Start of INPUT MATERIAL

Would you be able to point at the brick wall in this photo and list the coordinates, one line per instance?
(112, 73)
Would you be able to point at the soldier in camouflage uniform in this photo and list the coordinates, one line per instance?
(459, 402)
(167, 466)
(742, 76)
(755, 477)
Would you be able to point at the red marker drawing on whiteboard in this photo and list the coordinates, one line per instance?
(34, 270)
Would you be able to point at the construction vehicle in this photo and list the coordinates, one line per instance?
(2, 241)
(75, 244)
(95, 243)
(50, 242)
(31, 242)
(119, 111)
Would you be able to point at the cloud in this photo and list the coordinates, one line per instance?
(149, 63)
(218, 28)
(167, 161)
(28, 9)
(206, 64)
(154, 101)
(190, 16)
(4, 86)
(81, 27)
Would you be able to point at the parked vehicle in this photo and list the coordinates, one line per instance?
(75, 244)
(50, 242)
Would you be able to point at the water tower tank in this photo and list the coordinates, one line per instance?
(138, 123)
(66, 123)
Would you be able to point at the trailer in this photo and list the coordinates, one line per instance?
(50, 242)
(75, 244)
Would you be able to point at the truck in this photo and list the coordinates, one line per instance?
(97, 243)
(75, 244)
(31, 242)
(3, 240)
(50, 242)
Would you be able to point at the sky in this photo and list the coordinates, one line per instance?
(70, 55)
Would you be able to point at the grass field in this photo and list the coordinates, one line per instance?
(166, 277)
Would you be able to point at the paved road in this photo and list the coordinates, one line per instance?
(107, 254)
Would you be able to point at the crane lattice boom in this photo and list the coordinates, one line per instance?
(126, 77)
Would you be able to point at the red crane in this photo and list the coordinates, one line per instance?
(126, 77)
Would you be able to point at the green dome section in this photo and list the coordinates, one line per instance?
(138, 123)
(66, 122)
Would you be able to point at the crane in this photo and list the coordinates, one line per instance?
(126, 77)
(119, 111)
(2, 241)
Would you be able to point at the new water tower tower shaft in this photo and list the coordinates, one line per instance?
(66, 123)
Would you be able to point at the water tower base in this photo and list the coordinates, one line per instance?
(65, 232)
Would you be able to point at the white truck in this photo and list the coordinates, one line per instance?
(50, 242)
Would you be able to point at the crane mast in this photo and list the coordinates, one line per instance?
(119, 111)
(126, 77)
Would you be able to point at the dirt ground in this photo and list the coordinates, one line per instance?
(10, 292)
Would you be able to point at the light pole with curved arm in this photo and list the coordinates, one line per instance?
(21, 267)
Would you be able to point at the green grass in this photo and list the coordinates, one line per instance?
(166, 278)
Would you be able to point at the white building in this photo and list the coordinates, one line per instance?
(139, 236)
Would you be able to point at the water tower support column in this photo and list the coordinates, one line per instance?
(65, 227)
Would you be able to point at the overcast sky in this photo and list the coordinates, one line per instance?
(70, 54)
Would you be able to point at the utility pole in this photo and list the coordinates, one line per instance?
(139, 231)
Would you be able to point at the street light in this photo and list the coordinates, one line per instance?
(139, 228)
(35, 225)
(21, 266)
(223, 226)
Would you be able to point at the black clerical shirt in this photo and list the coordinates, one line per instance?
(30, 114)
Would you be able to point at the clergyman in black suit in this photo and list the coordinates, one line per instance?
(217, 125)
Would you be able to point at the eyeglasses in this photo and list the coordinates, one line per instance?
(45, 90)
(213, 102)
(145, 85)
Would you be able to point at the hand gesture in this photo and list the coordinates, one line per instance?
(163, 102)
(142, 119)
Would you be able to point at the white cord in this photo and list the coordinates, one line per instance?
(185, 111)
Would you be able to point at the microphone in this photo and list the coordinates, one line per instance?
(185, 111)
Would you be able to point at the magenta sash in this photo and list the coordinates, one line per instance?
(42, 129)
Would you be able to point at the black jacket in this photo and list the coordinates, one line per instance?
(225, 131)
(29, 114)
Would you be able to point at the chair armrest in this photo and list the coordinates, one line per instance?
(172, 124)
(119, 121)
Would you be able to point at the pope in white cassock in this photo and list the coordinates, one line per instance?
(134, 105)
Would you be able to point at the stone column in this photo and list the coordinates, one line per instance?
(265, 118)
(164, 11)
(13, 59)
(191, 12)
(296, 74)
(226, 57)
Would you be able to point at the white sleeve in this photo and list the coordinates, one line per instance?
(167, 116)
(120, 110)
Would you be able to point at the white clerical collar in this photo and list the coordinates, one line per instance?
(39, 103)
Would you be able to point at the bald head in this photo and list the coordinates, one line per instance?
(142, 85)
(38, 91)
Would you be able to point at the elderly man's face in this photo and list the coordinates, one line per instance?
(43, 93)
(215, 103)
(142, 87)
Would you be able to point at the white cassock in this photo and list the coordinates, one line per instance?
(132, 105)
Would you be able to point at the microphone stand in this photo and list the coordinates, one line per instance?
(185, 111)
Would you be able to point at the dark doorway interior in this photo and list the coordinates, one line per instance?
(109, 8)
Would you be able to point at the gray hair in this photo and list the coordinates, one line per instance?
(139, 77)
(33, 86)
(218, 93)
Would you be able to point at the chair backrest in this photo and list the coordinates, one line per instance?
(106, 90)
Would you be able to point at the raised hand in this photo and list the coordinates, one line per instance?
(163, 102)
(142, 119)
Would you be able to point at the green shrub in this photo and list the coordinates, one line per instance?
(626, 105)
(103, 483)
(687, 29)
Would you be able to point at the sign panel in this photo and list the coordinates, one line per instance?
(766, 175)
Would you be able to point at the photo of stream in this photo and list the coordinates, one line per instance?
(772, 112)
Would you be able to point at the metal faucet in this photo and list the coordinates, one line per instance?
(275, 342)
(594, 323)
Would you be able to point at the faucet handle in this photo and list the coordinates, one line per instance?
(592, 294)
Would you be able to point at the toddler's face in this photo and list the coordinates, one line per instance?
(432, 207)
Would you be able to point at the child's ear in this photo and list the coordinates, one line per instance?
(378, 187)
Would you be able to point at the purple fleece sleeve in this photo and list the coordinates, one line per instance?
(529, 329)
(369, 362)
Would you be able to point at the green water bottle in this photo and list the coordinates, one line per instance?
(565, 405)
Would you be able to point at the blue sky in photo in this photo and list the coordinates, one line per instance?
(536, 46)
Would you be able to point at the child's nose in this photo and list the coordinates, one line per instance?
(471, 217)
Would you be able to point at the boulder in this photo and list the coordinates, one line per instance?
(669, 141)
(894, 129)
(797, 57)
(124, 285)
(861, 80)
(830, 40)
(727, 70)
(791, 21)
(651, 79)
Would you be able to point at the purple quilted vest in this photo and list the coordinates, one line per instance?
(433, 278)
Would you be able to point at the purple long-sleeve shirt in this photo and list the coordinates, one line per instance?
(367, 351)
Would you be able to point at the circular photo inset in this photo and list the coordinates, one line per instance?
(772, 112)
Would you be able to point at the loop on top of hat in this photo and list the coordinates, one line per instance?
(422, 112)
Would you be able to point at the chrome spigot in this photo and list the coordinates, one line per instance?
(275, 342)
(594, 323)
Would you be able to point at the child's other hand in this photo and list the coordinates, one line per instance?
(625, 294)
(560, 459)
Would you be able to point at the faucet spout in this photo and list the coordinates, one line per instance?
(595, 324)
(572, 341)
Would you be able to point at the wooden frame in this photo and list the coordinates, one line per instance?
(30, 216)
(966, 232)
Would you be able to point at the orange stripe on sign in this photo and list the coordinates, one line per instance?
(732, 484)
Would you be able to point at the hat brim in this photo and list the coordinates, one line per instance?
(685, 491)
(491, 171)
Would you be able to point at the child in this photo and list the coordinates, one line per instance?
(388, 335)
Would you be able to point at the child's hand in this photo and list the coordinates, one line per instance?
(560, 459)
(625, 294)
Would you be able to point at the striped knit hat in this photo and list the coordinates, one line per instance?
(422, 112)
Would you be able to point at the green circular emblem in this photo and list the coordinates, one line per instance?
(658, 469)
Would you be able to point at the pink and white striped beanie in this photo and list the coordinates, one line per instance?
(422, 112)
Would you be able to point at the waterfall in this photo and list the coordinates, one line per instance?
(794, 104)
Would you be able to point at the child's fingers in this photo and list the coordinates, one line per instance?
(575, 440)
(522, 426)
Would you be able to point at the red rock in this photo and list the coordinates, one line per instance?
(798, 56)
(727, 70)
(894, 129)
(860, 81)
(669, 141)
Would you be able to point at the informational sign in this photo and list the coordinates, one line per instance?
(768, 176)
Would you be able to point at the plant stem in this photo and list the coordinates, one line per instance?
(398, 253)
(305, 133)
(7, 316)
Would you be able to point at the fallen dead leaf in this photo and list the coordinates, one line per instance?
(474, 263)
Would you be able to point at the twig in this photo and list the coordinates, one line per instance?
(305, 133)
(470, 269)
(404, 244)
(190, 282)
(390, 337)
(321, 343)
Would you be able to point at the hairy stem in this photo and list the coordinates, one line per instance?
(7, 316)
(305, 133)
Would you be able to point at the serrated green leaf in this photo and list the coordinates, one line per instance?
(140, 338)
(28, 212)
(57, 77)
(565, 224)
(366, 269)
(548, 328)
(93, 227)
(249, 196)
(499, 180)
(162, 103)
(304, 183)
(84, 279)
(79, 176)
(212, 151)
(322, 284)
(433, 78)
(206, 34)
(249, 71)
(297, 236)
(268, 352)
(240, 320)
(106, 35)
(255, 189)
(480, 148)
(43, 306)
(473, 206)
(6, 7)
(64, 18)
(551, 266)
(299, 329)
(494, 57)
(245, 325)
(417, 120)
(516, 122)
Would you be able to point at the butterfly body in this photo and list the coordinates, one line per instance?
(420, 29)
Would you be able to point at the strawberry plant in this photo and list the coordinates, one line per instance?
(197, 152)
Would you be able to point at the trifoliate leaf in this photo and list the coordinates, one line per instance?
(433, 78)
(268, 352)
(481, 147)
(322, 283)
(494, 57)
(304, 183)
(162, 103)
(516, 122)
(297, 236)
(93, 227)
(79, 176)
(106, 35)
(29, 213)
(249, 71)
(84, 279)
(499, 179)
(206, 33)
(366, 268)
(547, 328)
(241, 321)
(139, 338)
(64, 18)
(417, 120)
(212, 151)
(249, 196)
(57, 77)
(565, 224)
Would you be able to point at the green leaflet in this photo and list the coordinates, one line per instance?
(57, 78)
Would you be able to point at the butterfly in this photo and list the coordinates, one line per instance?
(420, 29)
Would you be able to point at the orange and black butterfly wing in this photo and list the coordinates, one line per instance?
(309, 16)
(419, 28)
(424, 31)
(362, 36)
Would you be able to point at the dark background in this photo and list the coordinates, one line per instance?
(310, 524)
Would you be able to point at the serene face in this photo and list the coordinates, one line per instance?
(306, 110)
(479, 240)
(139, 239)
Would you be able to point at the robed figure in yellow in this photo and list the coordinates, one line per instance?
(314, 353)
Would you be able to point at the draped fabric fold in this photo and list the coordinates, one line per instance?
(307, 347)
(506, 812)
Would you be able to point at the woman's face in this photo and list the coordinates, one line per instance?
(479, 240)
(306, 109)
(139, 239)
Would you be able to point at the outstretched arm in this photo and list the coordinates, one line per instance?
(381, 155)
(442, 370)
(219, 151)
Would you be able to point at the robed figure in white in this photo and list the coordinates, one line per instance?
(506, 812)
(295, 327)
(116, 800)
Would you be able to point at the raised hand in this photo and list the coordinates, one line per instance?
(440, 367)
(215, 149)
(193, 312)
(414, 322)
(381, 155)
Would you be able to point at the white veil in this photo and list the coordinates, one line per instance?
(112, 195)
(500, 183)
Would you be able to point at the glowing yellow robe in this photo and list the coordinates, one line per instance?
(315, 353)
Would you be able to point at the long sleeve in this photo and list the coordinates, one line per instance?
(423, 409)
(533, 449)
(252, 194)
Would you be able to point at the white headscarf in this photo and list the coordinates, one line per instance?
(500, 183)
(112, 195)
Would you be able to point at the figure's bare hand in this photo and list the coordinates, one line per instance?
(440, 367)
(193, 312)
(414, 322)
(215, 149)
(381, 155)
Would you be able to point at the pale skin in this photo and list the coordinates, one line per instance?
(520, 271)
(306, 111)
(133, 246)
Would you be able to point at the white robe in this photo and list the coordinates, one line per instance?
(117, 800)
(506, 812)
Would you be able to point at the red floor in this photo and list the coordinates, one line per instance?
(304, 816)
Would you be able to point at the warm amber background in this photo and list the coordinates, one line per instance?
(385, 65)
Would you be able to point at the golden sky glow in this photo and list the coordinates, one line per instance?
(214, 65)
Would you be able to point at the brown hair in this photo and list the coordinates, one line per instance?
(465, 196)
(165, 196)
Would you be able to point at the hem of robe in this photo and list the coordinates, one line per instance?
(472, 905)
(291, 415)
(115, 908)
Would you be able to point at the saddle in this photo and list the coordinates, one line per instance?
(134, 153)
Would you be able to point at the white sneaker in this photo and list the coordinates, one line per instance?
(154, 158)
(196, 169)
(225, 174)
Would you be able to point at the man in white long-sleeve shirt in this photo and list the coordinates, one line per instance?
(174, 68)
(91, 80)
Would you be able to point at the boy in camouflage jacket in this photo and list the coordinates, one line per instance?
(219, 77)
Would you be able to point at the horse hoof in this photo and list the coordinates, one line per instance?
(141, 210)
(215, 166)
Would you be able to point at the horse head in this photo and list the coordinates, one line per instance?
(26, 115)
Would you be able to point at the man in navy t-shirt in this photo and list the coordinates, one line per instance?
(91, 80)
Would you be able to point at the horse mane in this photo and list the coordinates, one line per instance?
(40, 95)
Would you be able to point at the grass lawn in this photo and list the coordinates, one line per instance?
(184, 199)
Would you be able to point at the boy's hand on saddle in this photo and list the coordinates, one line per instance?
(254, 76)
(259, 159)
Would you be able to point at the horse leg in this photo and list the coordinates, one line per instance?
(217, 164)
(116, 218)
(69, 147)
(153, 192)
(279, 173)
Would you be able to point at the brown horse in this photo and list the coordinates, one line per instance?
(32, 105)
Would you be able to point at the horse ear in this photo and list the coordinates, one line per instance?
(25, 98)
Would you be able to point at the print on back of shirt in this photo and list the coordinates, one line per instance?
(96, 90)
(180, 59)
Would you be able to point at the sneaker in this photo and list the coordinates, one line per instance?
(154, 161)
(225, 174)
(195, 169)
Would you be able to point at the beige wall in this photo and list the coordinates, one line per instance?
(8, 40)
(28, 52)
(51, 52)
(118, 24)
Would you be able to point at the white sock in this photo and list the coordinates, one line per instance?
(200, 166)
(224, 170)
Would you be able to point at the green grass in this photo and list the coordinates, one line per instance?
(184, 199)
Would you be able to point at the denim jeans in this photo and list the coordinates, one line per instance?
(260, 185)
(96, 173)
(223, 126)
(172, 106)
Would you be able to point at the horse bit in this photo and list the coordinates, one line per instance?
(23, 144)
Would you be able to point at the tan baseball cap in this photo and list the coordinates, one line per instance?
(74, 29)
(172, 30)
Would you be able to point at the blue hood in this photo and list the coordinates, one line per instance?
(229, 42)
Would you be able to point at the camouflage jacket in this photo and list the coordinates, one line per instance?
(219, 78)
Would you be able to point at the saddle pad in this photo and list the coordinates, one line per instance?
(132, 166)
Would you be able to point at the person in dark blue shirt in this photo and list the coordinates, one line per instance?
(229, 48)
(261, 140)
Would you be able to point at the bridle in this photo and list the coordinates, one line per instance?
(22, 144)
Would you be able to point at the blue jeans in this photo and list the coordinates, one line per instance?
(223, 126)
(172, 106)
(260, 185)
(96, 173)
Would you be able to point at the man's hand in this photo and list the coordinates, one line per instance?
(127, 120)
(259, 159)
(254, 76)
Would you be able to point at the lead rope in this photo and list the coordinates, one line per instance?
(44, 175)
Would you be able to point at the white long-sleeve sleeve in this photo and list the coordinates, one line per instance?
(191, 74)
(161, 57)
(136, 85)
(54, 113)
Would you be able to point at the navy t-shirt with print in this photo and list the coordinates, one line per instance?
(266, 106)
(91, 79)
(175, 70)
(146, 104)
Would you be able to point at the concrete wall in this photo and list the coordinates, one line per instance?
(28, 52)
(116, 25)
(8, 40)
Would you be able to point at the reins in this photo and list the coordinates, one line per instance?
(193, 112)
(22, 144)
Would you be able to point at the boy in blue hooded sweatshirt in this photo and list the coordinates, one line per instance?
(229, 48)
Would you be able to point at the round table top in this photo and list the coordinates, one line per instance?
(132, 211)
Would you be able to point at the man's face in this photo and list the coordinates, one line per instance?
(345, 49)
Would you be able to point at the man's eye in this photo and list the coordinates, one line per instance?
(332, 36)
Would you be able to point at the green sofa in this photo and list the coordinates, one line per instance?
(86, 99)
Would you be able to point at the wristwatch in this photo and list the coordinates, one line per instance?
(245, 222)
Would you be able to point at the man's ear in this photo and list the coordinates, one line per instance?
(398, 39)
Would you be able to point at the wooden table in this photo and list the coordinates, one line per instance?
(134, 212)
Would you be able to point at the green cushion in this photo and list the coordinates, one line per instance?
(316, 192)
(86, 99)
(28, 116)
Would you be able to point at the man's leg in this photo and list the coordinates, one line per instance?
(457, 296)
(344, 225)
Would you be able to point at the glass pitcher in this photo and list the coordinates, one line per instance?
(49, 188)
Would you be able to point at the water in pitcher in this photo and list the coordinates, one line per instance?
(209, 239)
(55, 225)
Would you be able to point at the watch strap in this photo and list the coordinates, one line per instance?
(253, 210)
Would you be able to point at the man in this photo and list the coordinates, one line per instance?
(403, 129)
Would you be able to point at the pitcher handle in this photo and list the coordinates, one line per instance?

End of INPUT MATERIAL

- _REQUIREMENTS_:
Through the last line of the entries above, beginning at the line containing "Would you be able to point at the reins", transcribe each line exactly, both ends included and nothing more.

- _OUTPUT_:
Would you be able to point at the reins in this photo and list the coordinates, one line per instance?
(193, 112)
(22, 144)
Would you be able to point at the boy in blue hooded sweatshirt in this photo and list the coordinates, one line per instance?
(229, 48)
Would you be able to point at the round table top in this photo and list the coordinates, one line per instance?
(132, 211)
Would you be able to point at the man's face in this photo and list the coordinates, one line per instance?
(345, 49)
Would you be able to point at the man's eye in this photo and list the coordinates, one line per instance?
(332, 36)
Would you be able to point at the green sofa in this photo and list the coordinates, one line per instance?
(86, 99)
Would you be able to point at the wristwatch in this photo and list the coordinates, one line per instance?
(245, 222)
Would you be able to point at the man's ear in this photo and list the coordinates, one line per instance?
(398, 39)
Would you be able to point at the wooden table in this photo and list the coordinates, one line per instance?
(134, 212)
Would you be able to point at the green cushion in this photo and list the coordinates, one line per instance?
(316, 192)
(86, 99)
(28, 116)
Would you be able to point at the man's leg in this photo and list the coordinates, one line per instance?
(457, 296)
(344, 225)
Would you be able to point at the glass pitcher in this photo and list the coordinates, one line per instance?
(49, 188)
Would you be able to point at the water in pitcher in this photo and list the coordinates, one line per instance?
(209, 239)
(55, 225)
Would you be able to point at the watch strap in this photo and list the coordinates, one line per instance?
(253, 210)
Would you be able to point at the man in this photo and list the coordinates, one line per instance?
(403, 129)
Would you be able to point at the pitcher handle in this photo and list the coordinates, one line per instance?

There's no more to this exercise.